- Texto do exercício:
################

O duplo isolamento de LGBTs na quarentena

Ronny Santos/Folhapress
Renan Sukevicius

A pandemia do novo coronavírus colocou o mundo em stand by. Todos nós, moradores deste planeta, fomos obrigados a nos recolher em alguma medida. Dentro de casa e, por vezes, dentro da gente mesmo. 

E assim como as casas de alvenaria ou madeira, as moradas de pele, carne, osso e consciência também requerem reformas de tempos em tempos. Às vezes, até uma reconstrução.

“Evitem sair do armário durante a pandemia”. Esse foi o conselho dado por uma instituição que dá suporte a LGBTs sem teto no Reino Unido, a The Albert Kennedy Trust (AKT).

O recolhimento estimulado pelos especialistas em saúde fez com que jovens não-heterossexuais fossem obrigados a viver sob o mesmo teto que familiares por vezes intolerantes.

“Não dá pra prever, nesses momentos sem precedentes, como os pais [de jovens LGBTs] reagirão. Eles, como os filhos, estão sob muito estresse”, pontua Tim Sigsworth, diretor da AKT, em entrevista à Sky News.

Pode ser arriscado generalizar uma orientação sobre saída do armário para os LGBTs. O psiquiatra e psicanalista Bruno Branquinho, que faz atendimentos na Casa 1, centro de acolhimento a LGBTs em São Paulo, lembra que “os LGBTs têm que decidir por si próprios o momento de sair do armário”.

Branquinho sugere que o momento de incertezas e fragilidade causado pelos muitos dias em casa pode aproximar as famílias. Porém, muitas vezes é na rua que parte da população LGBT encontra refúgio. Ele diz que a quarentena tem potencializado sofrimentos psíquicos que já existiam.

“Os LGBTs, principalmente os em vulnerabilidade por questões socioeconômicas e pessoas trans, têm sofrido mais. Já sofriam bastante antes. Mas alguns dispositivos de ajuda têm sido tirados por causa do isolamento. Sejam organizações de apoio e mesmo a restrição de contato com grupo de amigos, elenca Branquinho.”

################

[Dados armazenados]
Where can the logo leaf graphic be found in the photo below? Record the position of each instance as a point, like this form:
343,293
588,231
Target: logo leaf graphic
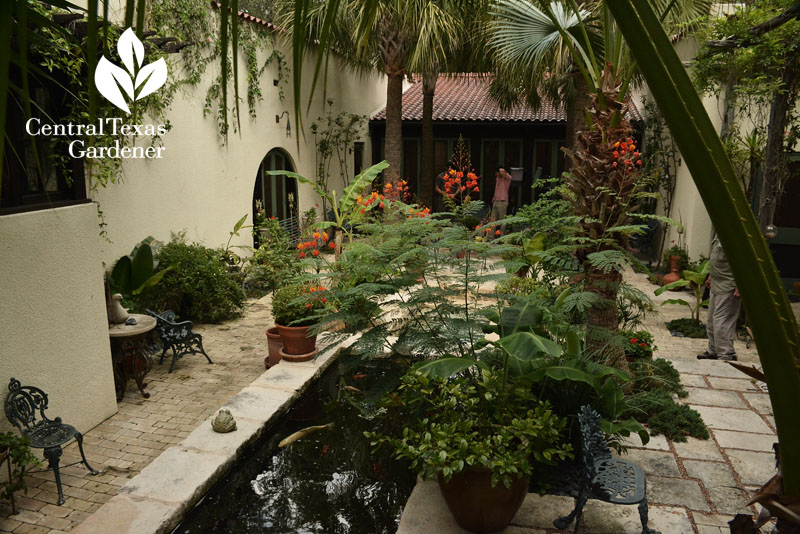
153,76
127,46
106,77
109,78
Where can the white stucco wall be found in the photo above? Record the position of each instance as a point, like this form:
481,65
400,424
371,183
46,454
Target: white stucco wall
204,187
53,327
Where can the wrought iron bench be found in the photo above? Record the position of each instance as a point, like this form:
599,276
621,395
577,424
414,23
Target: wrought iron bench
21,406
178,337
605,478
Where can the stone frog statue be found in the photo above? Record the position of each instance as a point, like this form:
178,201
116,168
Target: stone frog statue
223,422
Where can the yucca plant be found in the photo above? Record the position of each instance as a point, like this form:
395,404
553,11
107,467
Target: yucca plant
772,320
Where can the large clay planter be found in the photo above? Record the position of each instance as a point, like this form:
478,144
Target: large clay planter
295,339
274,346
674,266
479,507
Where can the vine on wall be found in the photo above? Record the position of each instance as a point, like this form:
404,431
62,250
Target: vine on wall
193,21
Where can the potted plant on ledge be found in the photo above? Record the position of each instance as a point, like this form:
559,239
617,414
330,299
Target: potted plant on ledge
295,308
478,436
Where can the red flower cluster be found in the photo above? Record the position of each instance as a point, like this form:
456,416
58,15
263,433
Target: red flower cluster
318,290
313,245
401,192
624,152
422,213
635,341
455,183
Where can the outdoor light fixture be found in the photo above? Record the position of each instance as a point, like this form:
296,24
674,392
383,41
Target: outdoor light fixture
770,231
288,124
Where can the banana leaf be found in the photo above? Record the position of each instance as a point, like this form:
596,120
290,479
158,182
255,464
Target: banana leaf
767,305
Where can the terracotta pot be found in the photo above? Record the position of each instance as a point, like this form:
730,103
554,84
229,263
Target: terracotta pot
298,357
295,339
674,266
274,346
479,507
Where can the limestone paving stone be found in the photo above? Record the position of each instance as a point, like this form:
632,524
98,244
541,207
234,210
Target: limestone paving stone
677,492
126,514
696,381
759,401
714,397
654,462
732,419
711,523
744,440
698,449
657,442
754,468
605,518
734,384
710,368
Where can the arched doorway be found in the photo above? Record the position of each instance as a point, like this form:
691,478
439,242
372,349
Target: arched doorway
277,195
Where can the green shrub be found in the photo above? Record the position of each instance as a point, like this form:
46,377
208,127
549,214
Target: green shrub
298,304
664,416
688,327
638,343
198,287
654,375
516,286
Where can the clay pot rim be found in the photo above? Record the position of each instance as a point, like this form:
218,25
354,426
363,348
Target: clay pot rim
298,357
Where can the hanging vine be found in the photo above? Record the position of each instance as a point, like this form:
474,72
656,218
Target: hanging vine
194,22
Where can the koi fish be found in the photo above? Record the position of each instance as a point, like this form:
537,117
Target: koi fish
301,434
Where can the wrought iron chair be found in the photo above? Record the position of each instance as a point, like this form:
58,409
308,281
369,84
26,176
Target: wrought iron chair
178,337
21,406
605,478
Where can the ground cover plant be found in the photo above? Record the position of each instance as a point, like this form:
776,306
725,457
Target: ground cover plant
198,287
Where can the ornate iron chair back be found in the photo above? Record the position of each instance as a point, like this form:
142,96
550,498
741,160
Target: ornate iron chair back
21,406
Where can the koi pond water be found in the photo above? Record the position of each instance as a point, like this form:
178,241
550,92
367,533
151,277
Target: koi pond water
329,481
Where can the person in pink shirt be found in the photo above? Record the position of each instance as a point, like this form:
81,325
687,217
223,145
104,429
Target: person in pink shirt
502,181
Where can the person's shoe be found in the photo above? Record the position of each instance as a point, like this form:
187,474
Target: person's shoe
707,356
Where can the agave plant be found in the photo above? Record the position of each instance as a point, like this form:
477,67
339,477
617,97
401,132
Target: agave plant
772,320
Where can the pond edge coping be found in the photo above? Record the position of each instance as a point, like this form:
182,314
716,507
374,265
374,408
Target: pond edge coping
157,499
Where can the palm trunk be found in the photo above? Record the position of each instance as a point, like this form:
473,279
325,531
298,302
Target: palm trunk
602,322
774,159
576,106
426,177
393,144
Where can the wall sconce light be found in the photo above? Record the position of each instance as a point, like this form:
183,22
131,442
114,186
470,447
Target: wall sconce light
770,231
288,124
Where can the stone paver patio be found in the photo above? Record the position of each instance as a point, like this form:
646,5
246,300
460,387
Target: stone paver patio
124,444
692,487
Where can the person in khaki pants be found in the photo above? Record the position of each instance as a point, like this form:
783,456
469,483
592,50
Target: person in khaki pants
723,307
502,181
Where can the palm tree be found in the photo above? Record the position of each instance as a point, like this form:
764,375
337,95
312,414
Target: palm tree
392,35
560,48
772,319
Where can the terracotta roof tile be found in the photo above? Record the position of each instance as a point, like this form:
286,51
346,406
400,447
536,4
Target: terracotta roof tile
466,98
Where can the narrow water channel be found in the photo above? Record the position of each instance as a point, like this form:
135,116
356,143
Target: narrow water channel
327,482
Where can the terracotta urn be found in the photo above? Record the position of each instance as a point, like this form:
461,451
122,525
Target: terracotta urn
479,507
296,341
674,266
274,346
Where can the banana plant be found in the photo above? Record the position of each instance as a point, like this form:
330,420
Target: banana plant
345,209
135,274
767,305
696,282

################

- Instruções da atividade:
(a) Segundo o texto sobre LGBTs na quarentena, onde o psiquiatra Bruno Branquinho faz atendimentos?
(b) Copie do texto sobre LGBTs na quarentena o trecho que começa com as palavras "O duplo isolamento" e vai até "da gente mesmo.".

- Respostas:
(a) Na Casa 1, centro de acolhimento a LGBTs em São Paulo.

(b)
O duplo isolamento de LGBTs na quarentena

Ronny Santos/Folhapress
Renan Sukevicius

A pandemia do novo coronavírus colocou o mundo em stand by. Todos nós, moradores deste planeta, fomos obrigados a nos recolher em alguma medida. Dentro de casa e, por vezes, dentro da gente mesmo.